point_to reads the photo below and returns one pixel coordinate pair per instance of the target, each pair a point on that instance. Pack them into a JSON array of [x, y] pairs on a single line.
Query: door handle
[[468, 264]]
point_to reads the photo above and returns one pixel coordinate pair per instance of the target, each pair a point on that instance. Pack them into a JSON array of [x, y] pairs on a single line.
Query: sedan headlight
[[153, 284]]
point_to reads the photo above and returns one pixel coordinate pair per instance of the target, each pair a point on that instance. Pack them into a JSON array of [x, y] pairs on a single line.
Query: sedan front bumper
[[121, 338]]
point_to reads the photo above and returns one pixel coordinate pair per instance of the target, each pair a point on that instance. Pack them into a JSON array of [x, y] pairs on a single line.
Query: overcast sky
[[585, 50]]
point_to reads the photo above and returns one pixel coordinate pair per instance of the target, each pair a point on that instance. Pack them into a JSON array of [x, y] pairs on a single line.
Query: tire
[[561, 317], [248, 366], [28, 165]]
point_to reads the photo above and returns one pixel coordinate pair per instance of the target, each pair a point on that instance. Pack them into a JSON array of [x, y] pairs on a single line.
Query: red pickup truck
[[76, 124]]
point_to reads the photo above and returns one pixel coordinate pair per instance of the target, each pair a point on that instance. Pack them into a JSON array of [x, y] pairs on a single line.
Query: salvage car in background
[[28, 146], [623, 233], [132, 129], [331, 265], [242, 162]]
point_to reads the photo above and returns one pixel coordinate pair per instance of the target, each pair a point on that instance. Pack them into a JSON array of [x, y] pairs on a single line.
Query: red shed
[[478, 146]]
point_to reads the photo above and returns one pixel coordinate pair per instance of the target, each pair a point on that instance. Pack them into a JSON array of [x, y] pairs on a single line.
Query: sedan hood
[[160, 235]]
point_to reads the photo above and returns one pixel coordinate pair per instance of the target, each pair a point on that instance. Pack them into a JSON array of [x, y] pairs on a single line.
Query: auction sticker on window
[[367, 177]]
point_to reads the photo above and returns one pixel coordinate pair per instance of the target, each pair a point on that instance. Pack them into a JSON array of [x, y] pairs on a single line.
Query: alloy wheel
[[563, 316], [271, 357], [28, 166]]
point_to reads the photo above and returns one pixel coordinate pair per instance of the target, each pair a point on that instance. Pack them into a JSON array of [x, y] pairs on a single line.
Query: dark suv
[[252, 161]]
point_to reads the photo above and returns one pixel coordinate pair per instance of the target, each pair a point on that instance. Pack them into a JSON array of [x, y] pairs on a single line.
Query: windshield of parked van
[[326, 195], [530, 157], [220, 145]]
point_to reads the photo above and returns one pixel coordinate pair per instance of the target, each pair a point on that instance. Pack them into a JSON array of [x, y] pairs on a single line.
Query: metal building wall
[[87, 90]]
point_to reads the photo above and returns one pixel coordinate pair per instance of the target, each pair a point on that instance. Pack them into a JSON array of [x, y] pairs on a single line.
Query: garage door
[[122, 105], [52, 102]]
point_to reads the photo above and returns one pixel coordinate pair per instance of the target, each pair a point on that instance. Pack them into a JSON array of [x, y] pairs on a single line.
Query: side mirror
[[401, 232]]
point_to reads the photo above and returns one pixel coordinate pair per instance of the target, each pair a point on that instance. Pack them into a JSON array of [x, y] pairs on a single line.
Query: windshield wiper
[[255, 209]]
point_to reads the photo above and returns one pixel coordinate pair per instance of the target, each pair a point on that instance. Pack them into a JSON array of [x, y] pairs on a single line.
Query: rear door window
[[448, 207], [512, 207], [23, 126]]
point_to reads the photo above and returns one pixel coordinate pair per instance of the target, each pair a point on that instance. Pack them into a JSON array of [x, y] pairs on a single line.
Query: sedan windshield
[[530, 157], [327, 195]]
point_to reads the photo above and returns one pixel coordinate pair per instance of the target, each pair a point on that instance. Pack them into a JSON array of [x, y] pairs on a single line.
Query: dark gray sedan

**Problem:** Quote all the records exactly, please, leaving none out.

**Output for this task:**
point_to reads the photo below and returns one pixel coordinate pair per instance of the target, each pair a point on that instance. Pack them into a JSON array of [x, y] pairs on a single line.
Query: door handle
[[468, 264]]
point_to reads the photo above and returns one pixel coordinate pair per instance of the target, each pair a point on that instance. Pack them into a JSON array of [x, y] pairs on a single line.
Query: sedan headlight
[[153, 284]]
point_to reads the photo above and returns one pixel coordinate pair per instance of the target, each pair a point on that instance. Pack them into a JSON array of [x, y] pairs on a single line.
Query: sedan front bumper
[[121, 338]]
point_to reads the photo above and returns one pixel coordinate pair per instance of the target, each pair a point on that instance. Pack them into a JSON array of [x, y] pairs on a single line.
Query: overcast sky
[[585, 50]]
point_to reads the photo above and returns one pixel coordinate pair per instance of the target, each pair a point on that instance. Pack them into a JSON array of [x, y] pairs on a single line.
Query: tire
[[561, 317], [248, 366], [28, 165]]
point_to reads the photo above and returns one pixel coordinate pair per instance of the target, each pair a point on that instance. Pack them into a JSON array of [x, y] pairs on a single line.
Query: red pickup truck
[[76, 124]]
point_to reads the photo above and returns one pixel coordinate pair per instance of the target, each pair a point on that instance. Pack them into a JSON array of [x, y] pairs on a single line.
Query: salvage car in background
[[28, 146], [623, 233], [132, 129], [331, 265], [242, 162]]
point_to reads the photo above and returns one pixel coordinate pair per instance of the target, each pair a point on that instance. Pack them into a JSON array of [x, y] pairs on a single line.
Query: red shed
[[478, 146]]
point_to reads the photo above and returns one pixel coordinate pair per instance of the target, each pair a point on that instance. Pack them into a JSON array of [x, y] pairs on a single line.
Query: sedan hood
[[160, 235]]
point_to reads the photo above and returns one pixel coordinate pair per instance of the target, each pair a point on that instance. Pack them into a JSON array of [x, y] pairs on a single line.
Query: auction sticker on window
[[367, 177]]
point_to reads the photo above and returns one pixel coordinate pair per instance of the target, each pair a point on that instance. Pack them into a JSON array of [x, y] pairs on a single line.
Query: alloy wheel
[[563, 316], [271, 357], [28, 166]]
point_to reads the photo above and returns one pixel coordinate pair per instance of the target, each pair a point on that instance. Pack them into a JSON array of [x, y] pairs on a single line.
Query: dark suv
[[252, 161]]
point_to reads the photo above and returns one pixel coordinate pair per instance of the target, each pair a point on that instance. Pack them into a JSON array of [x, y] pairs on a single line.
Query: windshield of parked van
[[326, 195], [530, 157], [220, 145]]
point_to reads the photo above and returns one pixel coordinate pair per instance of the target, each pair a point on that instance. Pack them into a JSON array of [x, y] pairs on a single line.
Query: metal building wall
[[87, 90]]
point_to reads the photo above and returns one pixel coordinate pair per instance of the target, each pair a point on that instance. Pack them into a JSON array of [x, y] pairs on a single line.
Query: garage door
[[122, 105], [52, 102]]
point_to reads the photo above and returns one pixel coordinate pair per instance of the target, each pair a point on that instance. Pack them into a JSON array of [x, y] pairs on a single line.
Query: side mirror
[[401, 232]]
point_to reads the photo above and returns one pixel coordinate pair per instance of the target, each pair a point on that instance. Pack them into a JSON array of [x, y] pairs on a single line.
Query: windshield wiper
[[255, 209]]
point_to reads the photo above and returns one pixel coordinate pair per instance of the target, each pair a point on that instance. Pack them into a JSON array of [x, y] pairs on a single line.
Query: rear door window
[[448, 207], [512, 207], [23, 126]]
point_to reads the photo above and returns one pixel coordinate pair per instance of the target, each pair a point on that instance. Pack them into a JSON array of [x, y] pairs on a single line.
Query: sedan windshield
[[530, 157], [327, 195]]
point_to reads the photo above and returns one pixel coordinate pair per instance of the target, each pair a point on that instance. Pack them into a JSON array of [x, y] pairs on a single line.
Query: dark gray sedan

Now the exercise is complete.